═════ Page excerpt ═════

Current GDT pricing levels represent a floor rather than a ceiling. SMP at US$2,615 per tonne and WMP at US$3,449 per tonne remain below long-run average levels. The supply-side contraction coming from EU herd reduction and Oceania's seasonal production decline provides a medium-term recovery pathway for exporters from all origins.
For buyers in import-dependent markets across Southeast Asia, the Middle East, and North Africa, the signal is clear: the window of deeply discounted ingredient pricing that characterised the 2025 correction is closing. Procurement strategies built on spot purchasing will face tightening availability and rising costs through H2 2026.
Sources: FAO Food Price Index, April 2026 release; Rabobank Global Dairy Quarterly Q1 2026; GDT Event results, March 2026; USDA AMS Dairy Market News, February 2026.
Third consecutive GDT price recovery signals inflection point as global supply growth decelerates sharply (+0.2% vs +2.6%) → tightening fundamentals compress buyer optionality while South American import surge (+26.93% YoY) accelerates inventory drawdown → ingredient buyers face closing window on 2025's discounted pricing → Q2-Q3 contract renewals will embed 8-15% cost increases for dairy-dependent manufacturers.
- Infant Formula Manufacturers: SMP at $2,615/t represents 12-15% uplift from H2 2025 troughs; producers like Danone, Nestlé, and Reckitt who delayed forward coverage now face $40-60/t monthly cost escalation on base powder inputs, compressing margins on price-controlled infant nutrition SKUs in regulated markets.
- Bakery & Confectionery Sector: WMP recovery to $3,449/t threatens 6-9% input cost inflation for butter/milk powder-intensive products; mid-size European bakers without hedged positions face margin erosion of 150-200bps as ingredient costs outpace ability to pass through in competitive private-label segments.
- South American Dairy Importers: 26.93% YoY import surge indicates aggressive restocking ahead of anticipated tightness; Brazilian and Mexican processors locking in Q2 coverage at current levels will secure 8-12% advantage over competitors who delay until Q3 when Oceania seasonality constrains export availability.
- Losers: Buyers who bet on extended weakness—Southeast Asian recombined dairy producers, Middle Eastern UHT manufacturers, and budget ice cream makers face evaporating arbitrage as the 2025 correction window closes. EU cheese processors face double pressure: declining cheese prices lag the ingredient recovery, squeezing processing margins by 200-300bps through Q2.
- Winners: Fonterra and NZ exporters ride the recovery wave with ~445,000t SMP export capacity into strengthening demand; Lactalis and Arla with integrated supply chains capture margin on both production restraint (-0.9% EU output) and ingredient sales. South American cooperatives like Conaprole benefit from regional import demand surge while holding domestic cost advantages.

═════ Extracted data ═════

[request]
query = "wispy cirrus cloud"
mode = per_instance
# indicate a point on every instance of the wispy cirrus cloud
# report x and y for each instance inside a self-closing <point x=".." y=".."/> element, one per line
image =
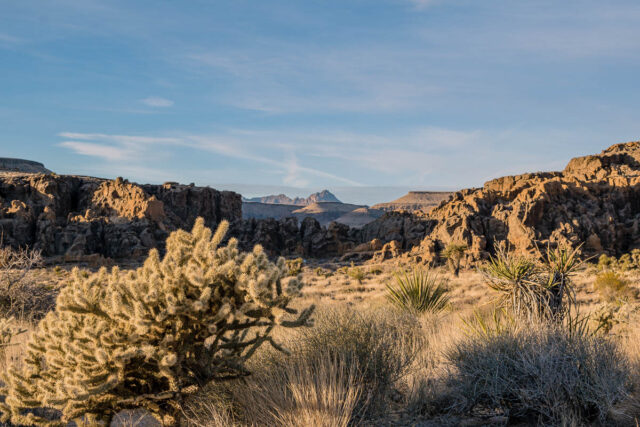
<point x="413" y="157"/>
<point x="131" y="148"/>
<point x="422" y="4"/>
<point x="157" y="102"/>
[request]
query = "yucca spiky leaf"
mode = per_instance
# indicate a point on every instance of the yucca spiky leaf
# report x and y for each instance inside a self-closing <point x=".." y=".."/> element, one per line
<point x="418" y="292"/>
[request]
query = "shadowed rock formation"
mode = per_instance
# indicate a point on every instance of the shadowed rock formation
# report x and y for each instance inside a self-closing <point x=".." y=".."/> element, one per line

═════

Copy the dairy market text word for word, everything from "Current GDT pricing" down to "through H2 2026.". The records are from a different source than the text.

Current GDT pricing levels represent a floor rather than a ceiling. SMP at US$2,615 per tonne and WMP at US$3,449 per tonne remain below long-run average levels. The supply-side contraction coming from EU herd reduction and Oceania's seasonal production decline provides a medium-term recovery pathway for exporters from all origins.
For buyers in import-dependent markets across Southeast Asia, the Middle East, and North Africa, the signal is clear: the window of deeply discounted ingredient pricing that characterised the 2025 correction is closing. Procurement strategies built on spot purchasing will face tightening availability and rising costs through H2 2026.